### EXERCISE
Look through the entries below and return all lines including the word "window".

----- SUPPLIED DATA -----

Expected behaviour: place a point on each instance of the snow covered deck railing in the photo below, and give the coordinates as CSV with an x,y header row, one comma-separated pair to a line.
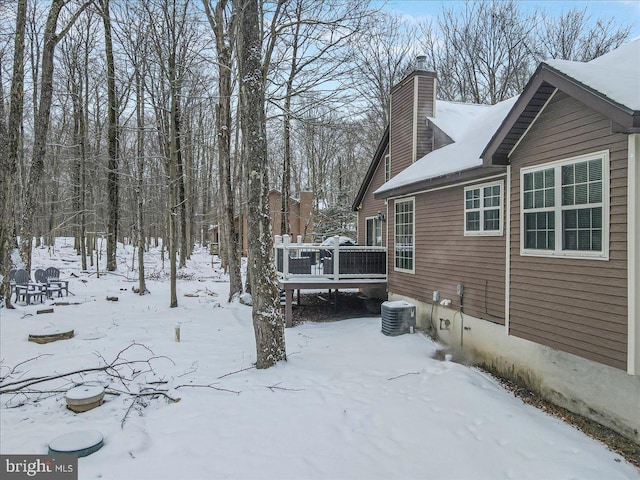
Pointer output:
x,y
332,262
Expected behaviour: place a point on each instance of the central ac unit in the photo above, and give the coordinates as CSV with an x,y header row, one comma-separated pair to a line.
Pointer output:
x,y
398,317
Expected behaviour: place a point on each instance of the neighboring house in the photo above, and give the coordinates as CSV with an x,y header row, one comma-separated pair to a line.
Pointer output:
x,y
300,218
516,229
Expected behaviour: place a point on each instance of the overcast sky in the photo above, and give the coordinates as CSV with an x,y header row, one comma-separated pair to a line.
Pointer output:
x,y
625,12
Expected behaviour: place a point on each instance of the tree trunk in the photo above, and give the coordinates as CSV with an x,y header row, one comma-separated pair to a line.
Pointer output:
x,y
142,287
224,47
268,323
9,152
112,144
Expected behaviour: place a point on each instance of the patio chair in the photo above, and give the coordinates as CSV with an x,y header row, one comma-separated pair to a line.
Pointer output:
x,y
53,278
25,289
12,280
49,288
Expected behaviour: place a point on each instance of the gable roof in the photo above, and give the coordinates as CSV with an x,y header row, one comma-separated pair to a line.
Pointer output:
x,y
608,84
382,146
456,161
451,118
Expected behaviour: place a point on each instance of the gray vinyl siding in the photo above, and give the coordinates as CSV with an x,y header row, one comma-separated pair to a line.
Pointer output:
x,y
578,306
402,117
371,206
425,109
445,258
401,128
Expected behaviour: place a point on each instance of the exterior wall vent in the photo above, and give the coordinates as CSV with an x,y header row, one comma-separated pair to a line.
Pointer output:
x,y
398,317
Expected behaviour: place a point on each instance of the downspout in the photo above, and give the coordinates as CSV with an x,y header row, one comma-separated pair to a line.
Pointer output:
x,y
633,255
507,262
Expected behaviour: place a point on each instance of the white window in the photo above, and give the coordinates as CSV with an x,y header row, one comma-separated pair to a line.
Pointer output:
x,y
404,235
483,209
387,168
374,231
565,208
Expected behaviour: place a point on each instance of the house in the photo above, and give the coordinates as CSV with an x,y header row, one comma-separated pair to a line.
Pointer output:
x,y
515,228
300,218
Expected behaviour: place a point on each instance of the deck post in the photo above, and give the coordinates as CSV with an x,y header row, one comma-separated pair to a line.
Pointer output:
x,y
286,241
336,255
288,312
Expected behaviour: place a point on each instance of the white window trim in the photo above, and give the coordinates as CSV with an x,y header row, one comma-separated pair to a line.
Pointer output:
x,y
395,203
482,232
558,252
366,230
387,171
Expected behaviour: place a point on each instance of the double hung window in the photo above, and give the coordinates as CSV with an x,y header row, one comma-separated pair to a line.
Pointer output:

-----

### PROBLEM SOLUTION
Expected behaviour: place a point on each instance of the white window in the photo above, and give the coordinates as CSV with an x,y header row, one comma-separated pair to a line.
Expected behaviour: place a point on each instance of the white window trim in the photo above, and give the coordinates as CSV with an x,y header row, one comma-separated pair to a line.
Expected behaviour: place a point on each instance of the double hung window in the photo above, and give the coordinates as CSV with an x,y header row, one comma-separated pair to a line.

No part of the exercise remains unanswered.